What is expected
Print every record below exactly as it stands.

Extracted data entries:
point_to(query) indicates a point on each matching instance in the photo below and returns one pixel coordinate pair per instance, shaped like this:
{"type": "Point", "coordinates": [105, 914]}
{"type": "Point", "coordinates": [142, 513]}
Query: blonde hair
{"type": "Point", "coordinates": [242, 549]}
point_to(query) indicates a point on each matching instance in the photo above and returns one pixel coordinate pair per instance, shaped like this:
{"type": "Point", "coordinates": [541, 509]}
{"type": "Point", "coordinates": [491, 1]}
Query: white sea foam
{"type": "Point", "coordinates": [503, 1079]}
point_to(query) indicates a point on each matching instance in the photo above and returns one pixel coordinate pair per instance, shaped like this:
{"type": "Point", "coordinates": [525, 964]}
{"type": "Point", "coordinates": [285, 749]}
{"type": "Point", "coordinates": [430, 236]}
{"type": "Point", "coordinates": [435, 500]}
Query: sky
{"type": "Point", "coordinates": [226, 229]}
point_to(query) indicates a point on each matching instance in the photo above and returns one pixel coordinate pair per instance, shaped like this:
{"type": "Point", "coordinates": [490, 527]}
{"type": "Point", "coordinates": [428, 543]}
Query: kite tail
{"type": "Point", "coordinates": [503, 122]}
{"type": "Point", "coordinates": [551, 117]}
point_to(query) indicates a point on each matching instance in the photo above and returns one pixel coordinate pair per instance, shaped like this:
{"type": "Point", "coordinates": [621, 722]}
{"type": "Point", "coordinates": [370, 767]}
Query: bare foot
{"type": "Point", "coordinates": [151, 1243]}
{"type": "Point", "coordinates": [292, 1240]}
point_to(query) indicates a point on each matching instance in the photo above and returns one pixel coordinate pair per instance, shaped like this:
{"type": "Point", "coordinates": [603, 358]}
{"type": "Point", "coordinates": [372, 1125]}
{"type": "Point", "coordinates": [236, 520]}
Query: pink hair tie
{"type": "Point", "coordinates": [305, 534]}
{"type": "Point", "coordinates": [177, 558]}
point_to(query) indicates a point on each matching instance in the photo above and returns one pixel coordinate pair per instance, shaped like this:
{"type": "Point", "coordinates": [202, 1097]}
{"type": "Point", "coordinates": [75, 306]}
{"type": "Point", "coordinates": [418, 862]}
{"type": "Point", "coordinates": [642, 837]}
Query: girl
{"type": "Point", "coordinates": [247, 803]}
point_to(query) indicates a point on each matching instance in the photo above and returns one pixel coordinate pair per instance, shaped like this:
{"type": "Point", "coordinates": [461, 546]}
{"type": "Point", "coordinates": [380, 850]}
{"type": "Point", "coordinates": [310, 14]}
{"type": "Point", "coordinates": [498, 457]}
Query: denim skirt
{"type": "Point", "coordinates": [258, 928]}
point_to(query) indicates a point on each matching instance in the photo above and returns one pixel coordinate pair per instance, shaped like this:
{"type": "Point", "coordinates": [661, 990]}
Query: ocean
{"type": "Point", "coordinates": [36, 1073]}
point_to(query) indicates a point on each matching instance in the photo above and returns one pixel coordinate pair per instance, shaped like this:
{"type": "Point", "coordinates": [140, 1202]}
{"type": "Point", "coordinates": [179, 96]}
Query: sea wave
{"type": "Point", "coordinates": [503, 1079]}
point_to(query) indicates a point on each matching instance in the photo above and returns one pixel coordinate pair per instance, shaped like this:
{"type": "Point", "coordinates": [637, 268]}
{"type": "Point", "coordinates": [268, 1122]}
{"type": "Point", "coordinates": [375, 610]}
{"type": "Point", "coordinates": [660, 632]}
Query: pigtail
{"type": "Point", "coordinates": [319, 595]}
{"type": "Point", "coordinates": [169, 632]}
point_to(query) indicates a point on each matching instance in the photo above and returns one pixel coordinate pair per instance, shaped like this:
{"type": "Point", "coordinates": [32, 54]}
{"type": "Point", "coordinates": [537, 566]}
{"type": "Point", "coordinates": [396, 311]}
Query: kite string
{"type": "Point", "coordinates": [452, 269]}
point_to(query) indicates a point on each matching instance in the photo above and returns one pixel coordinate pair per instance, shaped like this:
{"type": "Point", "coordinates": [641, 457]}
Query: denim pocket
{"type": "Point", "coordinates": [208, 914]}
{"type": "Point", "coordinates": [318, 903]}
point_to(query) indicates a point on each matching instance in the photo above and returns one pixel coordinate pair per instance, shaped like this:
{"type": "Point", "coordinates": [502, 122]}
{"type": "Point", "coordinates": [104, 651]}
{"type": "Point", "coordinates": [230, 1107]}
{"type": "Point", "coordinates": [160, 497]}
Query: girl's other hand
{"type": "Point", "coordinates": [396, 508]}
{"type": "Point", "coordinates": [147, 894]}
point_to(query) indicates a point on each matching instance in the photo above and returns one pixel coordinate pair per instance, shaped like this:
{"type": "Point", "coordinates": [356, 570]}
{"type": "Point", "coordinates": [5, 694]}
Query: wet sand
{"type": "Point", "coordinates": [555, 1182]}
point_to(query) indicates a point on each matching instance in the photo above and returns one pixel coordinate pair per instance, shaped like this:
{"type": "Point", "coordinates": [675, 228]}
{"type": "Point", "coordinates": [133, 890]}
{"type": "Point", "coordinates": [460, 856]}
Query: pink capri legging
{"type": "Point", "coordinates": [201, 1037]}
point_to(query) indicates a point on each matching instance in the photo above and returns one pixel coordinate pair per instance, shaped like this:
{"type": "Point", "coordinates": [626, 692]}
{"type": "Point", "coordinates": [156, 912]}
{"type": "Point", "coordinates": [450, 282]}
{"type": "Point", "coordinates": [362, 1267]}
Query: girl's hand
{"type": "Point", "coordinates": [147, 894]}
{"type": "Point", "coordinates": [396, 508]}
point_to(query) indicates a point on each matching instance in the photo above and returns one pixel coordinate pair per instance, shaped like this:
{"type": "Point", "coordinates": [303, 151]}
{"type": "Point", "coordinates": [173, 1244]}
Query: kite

Written answer
point_to(query) indicates a point on each matching instance in the photo below and returns one pixel coordinate pair per instance, shaped like this:
{"type": "Point", "coordinates": [105, 914]}
{"type": "Point", "coordinates": [142, 513]}
Query: blonde hair
{"type": "Point", "coordinates": [242, 549]}
point_to(query) indicates a point on each matching instance in the photo above and returns one pixel coordinate pair per instance, shaped like this:
{"type": "Point", "coordinates": [541, 509]}
{"type": "Point", "coordinates": [491, 1]}
Query: white sea foam
{"type": "Point", "coordinates": [503, 1079]}
point_to(query) indicates a point on each matching instance in the photo above and returns one pixel coordinate pair per instance, shaped like this:
{"type": "Point", "coordinates": [525, 964]}
{"type": "Point", "coordinates": [285, 749]}
{"type": "Point", "coordinates": [430, 236]}
{"type": "Point", "coordinates": [435, 500]}
Query: sky
{"type": "Point", "coordinates": [226, 229]}
point_to(query) indicates a point on each matching instance in the photo above and returns one pixel coordinate pair per instance, shaped like this:
{"type": "Point", "coordinates": [490, 527]}
{"type": "Point", "coordinates": [428, 543]}
Query: kite tail
{"type": "Point", "coordinates": [503, 122]}
{"type": "Point", "coordinates": [551, 117]}
point_to(query) indicates a point on each matching instance in the photo above and returns one pixel coordinate pair per instance, shaped like this:
{"type": "Point", "coordinates": [621, 722]}
{"type": "Point", "coordinates": [370, 767]}
Query: bare foot
{"type": "Point", "coordinates": [151, 1243]}
{"type": "Point", "coordinates": [292, 1240]}
point_to(query) indicates a point on each matching instance in the photo above and returns one pixel coordinate pair per instance, shaped like this:
{"type": "Point", "coordinates": [603, 358]}
{"type": "Point", "coordinates": [372, 1125]}
{"type": "Point", "coordinates": [236, 520]}
Query: pink hair tie
{"type": "Point", "coordinates": [305, 534]}
{"type": "Point", "coordinates": [177, 558]}
point_to(query) indicates a point on each matching instance in the photo above and returns one pixel coordinate pair per instance, shaped like this:
{"type": "Point", "coordinates": [202, 1097]}
{"type": "Point", "coordinates": [75, 306]}
{"type": "Point", "coordinates": [418, 862]}
{"type": "Point", "coordinates": [642, 837]}
Query: girl
{"type": "Point", "coordinates": [247, 803]}
point_to(query) indicates a point on each matching instance in the photo above and returns one pixel coordinate pair per instance, shaped like this:
{"type": "Point", "coordinates": [461, 546]}
{"type": "Point", "coordinates": [380, 850]}
{"type": "Point", "coordinates": [310, 14]}
{"type": "Point", "coordinates": [498, 457]}
Query: denim skirt
{"type": "Point", "coordinates": [258, 928]}
point_to(query) indicates a point on each matching instance in the photo above and returns one pixel coordinate pair per instance, shaped like this:
{"type": "Point", "coordinates": [661, 990]}
Query: ocean
{"type": "Point", "coordinates": [36, 1073]}
point_to(query) indicates a point on each matching instance in the photo above and returns one pixel coordinate pair per instance, shaped like this:
{"type": "Point", "coordinates": [140, 1202]}
{"type": "Point", "coordinates": [179, 96]}
Query: sea wave
{"type": "Point", "coordinates": [503, 1079]}
point_to(query) indicates a point on each matching instance in the photo above and returns one pixel coordinate pair per instance, shaped like this:
{"type": "Point", "coordinates": [637, 268]}
{"type": "Point", "coordinates": [268, 1122]}
{"type": "Point", "coordinates": [375, 610]}
{"type": "Point", "coordinates": [660, 632]}
Query: pigtail
{"type": "Point", "coordinates": [319, 595]}
{"type": "Point", "coordinates": [169, 632]}
point_to(query) indicates a point on each matching instance in the photo above and returns one pixel coordinate pair per instance, shaped like this:
{"type": "Point", "coordinates": [32, 54]}
{"type": "Point", "coordinates": [537, 566]}
{"type": "Point", "coordinates": [396, 311]}
Query: kite string
{"type": "Point", "coordinates": [452, 269]}
point_to(query) indicates a point on each matching instance in the photo above and returns one pixel coordinate pair per instance, shaped like this:
{"type": "Point", "coordinates": [641, 457]}
Query: denim pocket
{"type": "Point", "coordinates": [208, 914]}
{"type": "Point", "coordinates": [318, 903]}
point_to(query) indicates a point on each matching instance in the photo above and returns one pixel coordinate pair per instance, shaped like this:
{"type": "Point", "coordinates": [502, 122]}
{"type": "Point", "coordinates": [104, 651]}
{"type": "Point", "coordinates": [230, 1107]}
{"type": "Point", "coordinates": [160, 497]}
Query: girl's other hand
{"type": "Point", "coordinates": [396, 508]}
{"type": "Point", "coordinates": [147, 894]}
point_to(query) indicates a point on each matching instance in the photo above and returns one pixel coordinate pair per instance, shaped like this:
{"type": "Point", "coordinates": [356, 570]}
{"type": "Point", "coordinates": [5, 694]}
Query: wet sand
{"type": "Point", "coordinates": [555, 1182]}
point_to(query) indicates a point on each matching instance in the photo above and returns one pixel coordinate pair per instance, shaped like this:
{"type": "Point", "coordinates": [675, 228]}
{"type": "Point", "coordinates": [133, 890]}
{"type": "Point", "coordinates": [460, 856]}
Query: pink capri legging
{"type": "Point", "coordinates": [201, 1037]}
point_to(query) indicates a point on each matching instance in the photo above and returns one pixel coordinate pair per instance, shaped like this:
{"type": "Point", "coordinates": [626, 692]}
{"type": "Point", "coordinates": [156, 912]}
{"type": "Point", "coordinates": [450, 282]}
{"type": "Point", "coordinates": [362, 1267]}
Query: girl's hand
{"type": "Point", "coordinates": [147, 894]}
{"type": "Point", "coordinates": [396, 508]}
point_to(query) indicates a point on each matching instance in the photo above and returns one pixel coordinate pair per instance, shaped like this:
{"type": "Point", "coordinates": [303, 151]}
{"type": "Point", "coordinates": [173, 1244]}
Query: kite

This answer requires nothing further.